**Short exercise**. Rewrite the rows below, changing "one dot" to "a single point" everywhere it occurs and keeping everything else the same. Leave the pictures out.

**Data to use**.
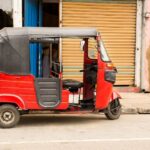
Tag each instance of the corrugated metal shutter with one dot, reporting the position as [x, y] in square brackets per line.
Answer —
[116, 20]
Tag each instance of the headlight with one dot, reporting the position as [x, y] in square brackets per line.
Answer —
[110, 76]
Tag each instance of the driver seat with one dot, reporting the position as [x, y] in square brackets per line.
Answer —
[72, 85]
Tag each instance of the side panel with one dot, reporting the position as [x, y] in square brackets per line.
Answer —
[20, 86]
[48, 92]
[21, 91]
[104, 88]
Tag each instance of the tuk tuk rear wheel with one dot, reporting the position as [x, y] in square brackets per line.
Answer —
[113, 110]
[9, 116]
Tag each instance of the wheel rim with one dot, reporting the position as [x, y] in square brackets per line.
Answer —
[7, 117]
[115, 107]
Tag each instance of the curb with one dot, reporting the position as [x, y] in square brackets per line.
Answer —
[135, 110]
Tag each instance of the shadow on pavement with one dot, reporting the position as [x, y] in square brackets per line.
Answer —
[38, 120]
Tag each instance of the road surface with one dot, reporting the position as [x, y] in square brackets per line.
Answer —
[78, 132]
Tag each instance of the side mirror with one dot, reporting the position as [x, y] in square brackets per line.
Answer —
[92, 53]
[82, 43]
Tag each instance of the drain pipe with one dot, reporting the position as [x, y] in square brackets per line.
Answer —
[145, 73]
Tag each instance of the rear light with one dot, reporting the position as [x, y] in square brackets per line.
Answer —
[110, 76]
[110, 65]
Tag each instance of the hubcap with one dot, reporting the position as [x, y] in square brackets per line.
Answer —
[7, 117]
[114, 107]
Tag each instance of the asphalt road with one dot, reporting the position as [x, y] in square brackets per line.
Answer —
[78, 132]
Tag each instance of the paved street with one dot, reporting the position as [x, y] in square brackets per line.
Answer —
[90, 132]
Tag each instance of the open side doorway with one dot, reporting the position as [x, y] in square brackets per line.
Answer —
[43, 13]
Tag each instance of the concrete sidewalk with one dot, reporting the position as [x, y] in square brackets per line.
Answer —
[135, 103]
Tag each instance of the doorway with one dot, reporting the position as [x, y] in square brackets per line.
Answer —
[43, 13]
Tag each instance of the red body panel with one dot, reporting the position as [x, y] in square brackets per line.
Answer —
[21, 91]
[104, 88]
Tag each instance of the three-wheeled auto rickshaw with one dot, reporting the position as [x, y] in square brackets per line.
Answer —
[21, 91]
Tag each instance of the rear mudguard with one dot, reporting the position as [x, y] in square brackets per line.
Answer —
[13, 99]
[115, 95]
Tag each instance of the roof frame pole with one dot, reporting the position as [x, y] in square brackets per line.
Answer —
[138, 44]
[17, 13]
[60, 39]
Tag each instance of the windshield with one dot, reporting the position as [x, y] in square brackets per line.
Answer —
[103, 51]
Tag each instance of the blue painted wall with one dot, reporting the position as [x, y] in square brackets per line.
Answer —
[33, 18]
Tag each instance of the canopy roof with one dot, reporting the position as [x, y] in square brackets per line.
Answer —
[14, 44]
[33, 32]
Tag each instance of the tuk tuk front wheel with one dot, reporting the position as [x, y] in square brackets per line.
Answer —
[113, 110]
[9, 116]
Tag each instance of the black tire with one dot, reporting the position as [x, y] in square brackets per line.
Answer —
[113, 110]
[9, 116]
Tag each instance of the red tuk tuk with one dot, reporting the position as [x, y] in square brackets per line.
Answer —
[22, 92]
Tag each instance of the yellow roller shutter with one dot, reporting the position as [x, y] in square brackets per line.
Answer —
[116, 21]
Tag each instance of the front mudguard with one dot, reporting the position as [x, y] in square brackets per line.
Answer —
[115, 95]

**Reply**.
Tag each instance of the corrugated metal shutter with a single point, reporting the position as [x, y] in square brackets per line.
Answer —
[116, 20]
Tag each instance of the headlight with a single point, reporting the position as [x, y] in square brackets per line.
Answer —
[110, 76]
Tag each instance of the driver seat with a single point, reporting the position as [x, y] in square brackets per line.
Answer —
[72, 85]
Tag each instance of the side panel with a single point, reporting the position as [x, y] in square brackets per line.
Answer —
[20, 86]
[48, 92]
[21, 91]
[104, 88]
Tag each instance of the tuk tuk rear wheel with a single point, reporting the position as [x, y] in square brackets per line.
Answer —
[113, 110]
[9, 116]
Tag each instance of the wheel rim with a single point, reporting the position as [x, y] in square brackets per line.
Answer —
[7, 117]
[115, 107]
Tag each instance of the curb with a single point, reporting the position as [x, y] in square brackets per line.
Answer —
[135, 110]
Tag each instance of the shadow on pavement with a single point, reporting the position as [x, y] in square brackets per line.
Answer —
[38, 120]
Tag each instance of the road surface with a single point, reporting the position as [x, y] in square brackets per line.
Answer —
[78, 132]
Tag each instance of the side mirror with a single point, reporting the position as [x, y] in square brackets per line.
Answer —
[92, 53]
[82, 43]
Tag each instance of the drain pipe with a single point, reporting the position as [x, y] in square brackets per line.
Answer —
[145, 73]
Tag each instance of the rear light with a single point, reporting the position as [x, y] in square brackets per line.
Answer —
[110, 76]
[110, 65]
Tag each instance of the hubcap with a single point, reporting the position as [x, y] in square brackets per line.
Answer —
[7, 117]
[114, 107]
Tag each instance of the asphalt road with a single point, reporting the position as [x, y] in square brackets per line.
Answer —
[78, 132]
Tag each instance of the paved street with a single point, reporting the position as [x, y] in square brackets per line.
Answer —
[90, 132]
Tag each instance of the open side doorway with a single point, reporting the position as [x, y] in square brackets per line.
Answer —
[43, 13]
Tag each instance of the concrete sidewalk with a single point, reporting the position as [x, y] in square brackets per line.
Answer —
[135, 103]
Tag each instance of the doorway with a single point, reporting the position as [x, y] in square brackets per line.
Answer —
[43, 13]
Tag each instance of the red body panel with a single point, reporting the position as [x, y] in square brackets per line.
Answer —
[21, 91]
[104, 88]
Tag each instance of the three-wheeled auto rickshaw with a single point, reporting the position as [x, y] in square brackets per line.
Answer —
[21, 91]
Tag each instance of the rear mudguard with a single point, reporting the position as [x, y] in square brackets per line.
Answer —
[13, 99]
[115, 95]
Tag each instance of the roof frame pole with a single point, reporting the position as [x, y] in square brackets per line.
Answer —
[138, 44]
[17, 13]
[60, 39]
Tag each instance of the windshield with a single point, reporting the position as [x, y] in square brackets per line.
Answer —
[103, 51]
Tag each instance of the blue painted wall with a single point, reporting the position as [x, y] in square brackets per line.
Answer —
[33, 18]
Tag each instance of the canopy roof with a single point, reporting the position as [x, y] in square brackets per line.
Answer —
[14, 44]
[33, 32]
Tag each instance of the tuk tuk front wheel with a single point, reporting the position as [x, y] in square brackets per line.
Answer —
[113, 110]
[9, 116]
Tag each instance of the black tire with a single point, reporting the position as [x, y] in square brackets per line.
Answer —
[113, 110]
[9, 116]
Tag each instance of the red tuk tuk with a single point, reporting the position as [x, y] in square brackets per line.
Answer —
[22, 92]
Tag each instance of the yellow roller shutter with a single point, reporting the position as [x, y] in square brackets per line.
Answer —
[116, 21]
Tag each instance of the front mudguard with a single point, reporting the position as [x, y] in square brackets per line.
Answer —
[115, 95]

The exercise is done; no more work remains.